## Aim of the task
Give the entries again exactly as they appear, but without the images.

## Source data
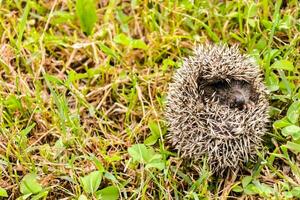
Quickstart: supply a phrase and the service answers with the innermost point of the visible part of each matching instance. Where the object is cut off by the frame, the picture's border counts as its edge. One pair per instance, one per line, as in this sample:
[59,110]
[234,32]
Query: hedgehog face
[217,107]
[233,93]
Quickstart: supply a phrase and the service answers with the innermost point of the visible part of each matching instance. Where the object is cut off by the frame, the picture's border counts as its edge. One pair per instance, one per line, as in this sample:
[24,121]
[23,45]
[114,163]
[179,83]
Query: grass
[82,114]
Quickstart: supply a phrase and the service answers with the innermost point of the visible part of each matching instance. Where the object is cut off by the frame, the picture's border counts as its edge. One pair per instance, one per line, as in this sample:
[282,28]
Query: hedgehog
[217,108]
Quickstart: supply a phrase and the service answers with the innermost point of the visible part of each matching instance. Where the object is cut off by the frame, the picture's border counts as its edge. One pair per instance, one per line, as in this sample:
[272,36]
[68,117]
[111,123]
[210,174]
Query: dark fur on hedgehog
[217,108]
[234,93]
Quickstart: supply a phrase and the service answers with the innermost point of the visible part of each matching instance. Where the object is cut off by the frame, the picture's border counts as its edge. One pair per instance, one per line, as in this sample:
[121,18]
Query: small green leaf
[82,197]
[140,153]
[281,123]
[155,133]
[86,12]
[293,146]
[91,182]
[3,192]
[27,130]
[251,189]
[151,140]
[29,185]
[246,180]
[272,82]
[122,39]
[238,189]
[296,192]
[108,193]
[283,64]
[158,164]
[292,130]
[293,112]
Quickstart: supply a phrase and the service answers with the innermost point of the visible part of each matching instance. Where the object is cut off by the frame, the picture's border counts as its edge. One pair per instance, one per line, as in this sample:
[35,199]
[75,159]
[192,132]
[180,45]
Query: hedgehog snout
[238,100]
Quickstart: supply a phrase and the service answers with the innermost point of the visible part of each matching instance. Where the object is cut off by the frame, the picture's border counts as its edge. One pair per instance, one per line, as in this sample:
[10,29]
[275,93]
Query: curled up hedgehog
[217,108]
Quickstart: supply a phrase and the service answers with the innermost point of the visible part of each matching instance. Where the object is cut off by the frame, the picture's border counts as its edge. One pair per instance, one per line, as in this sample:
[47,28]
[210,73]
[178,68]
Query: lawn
[83,91]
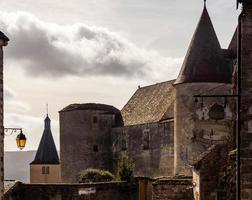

## Completed exercise
Quickstart: supply a phrase and the service answers with the innermost point of the visible part of each matching instance. Where the object is cut off by the frame, the picture's border counts as its edge. One pair per instance, one per line, as in this sample:
[59,110]
[234,32]
Query: hedgehog face
[217,107]
[233,93]
Quickstart: supply a phrase and the service answers with the innermost point of the visible part of each matching instance. Where the object is cut off by the frame, the picture's border counts as its edge. One pair per instance, one per line, as in this sample:
[24,121]
[23,45]
[114,163]
[179,83]
Query: grass
[82,114]
Quickstart: supply a phrase and the service answers with the innermost point of the visible part of each matching instance. Where the object is cut off by the frame, the picture's border counts as its edge. One pair per instance, one per line, as in this sample:
[282,28]
Query: hedgehog
[217,108]
Quickstart: supply a phrase and the service answers with the innermost point of the visible part of each matching instance. Where the object is cut off by the frame, the picture's border counts as its edge. One pair per instance, one per line, as in this sample:
[272,36]
[68,117]
[111,123]
[210,174]
Query: dark fur on hedgehog
[217,108]
[234,93]
Quickstart: supply a phrase and the service answers with the innermost point of the visible part of each matching instance. Where the object is cut off by the frame, the picture's border counts as its edge. One pair per instance, one per line, as in this sample:
[121,18]
Query: small green leaf
[82,197]
[140,153]
[281,123]
[155,133]
[86,12]
[293,146]
[91,182]
[3,192]
[27,130]
[251,189]
[151,140]
[29,185]
[246,180]
[272,82]
[122,39]
[238,189]
[296,192]
[108,193]
[283,64]
[158,164]
[292,130]
[293,112]
Quickstart: supply a phrase and the service answers with the innermost point of the visible part of each matching instance. Where the object is cut off by the frame, the picture's border counts as its edge. One pair per instance, one per line, as in this sample:
[35,199]
[75,159]
[192,132]
[180,45]
Query: hedgehog snout
[238,100]
Quickstart: supply a phrase and the service answers with the innermost point of the visible part of each matching instance. Where the object is cut off by the frame, the picture's border counts as its edge. One pair per instance, one per line, as in this sample:
[10,29]
[275,93]
Query: curled up hedgehog
[217,108]
Quickstart: supply a phrase and the service answers with the innermost point of the visible part of each matching instance. Where the object is cut off by the frame, the picture's border counts as its edge. One pair per instance, one per line, as in this sample:
[47,28]
[210,73]
[178,68]
Query: lawn
[83,91]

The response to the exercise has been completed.